╭──

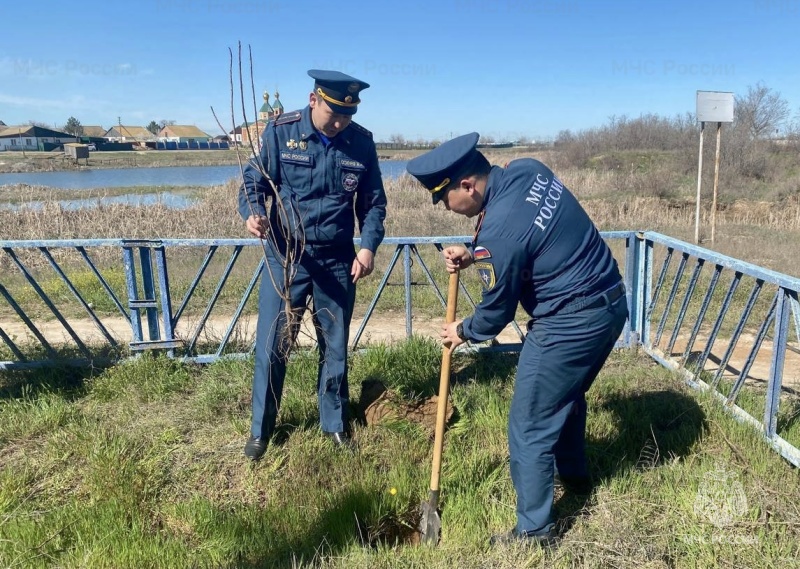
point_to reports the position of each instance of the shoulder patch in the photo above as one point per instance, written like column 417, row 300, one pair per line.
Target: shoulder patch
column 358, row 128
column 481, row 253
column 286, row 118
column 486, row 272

╰──
╭──

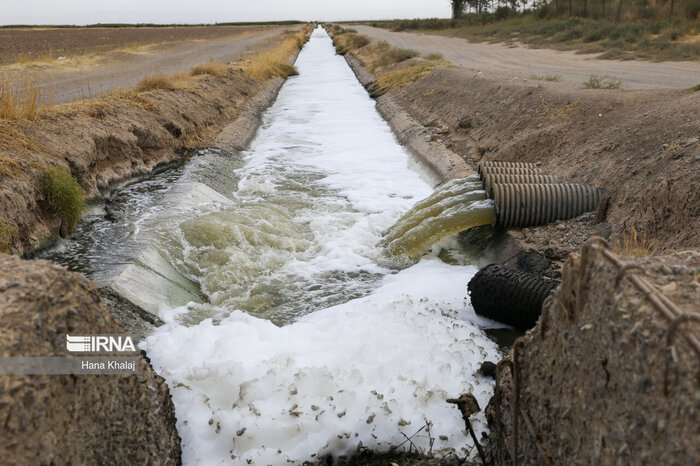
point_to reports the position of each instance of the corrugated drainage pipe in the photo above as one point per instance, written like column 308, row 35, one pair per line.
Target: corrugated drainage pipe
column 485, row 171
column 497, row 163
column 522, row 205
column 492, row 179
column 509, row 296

╰──

Exercise goal - Lines holding the word "written" should be copied from the entries above.

Answer below -
point_to reports the position of each instance of the shoulder patch in the photo above as one point per instance, written like column 417, row 300, one pair per line.
point_to reports the position of each instance of the corrugated drainage pipe in the photo above as one point per instance, written like column 308, row 35, one pair per line.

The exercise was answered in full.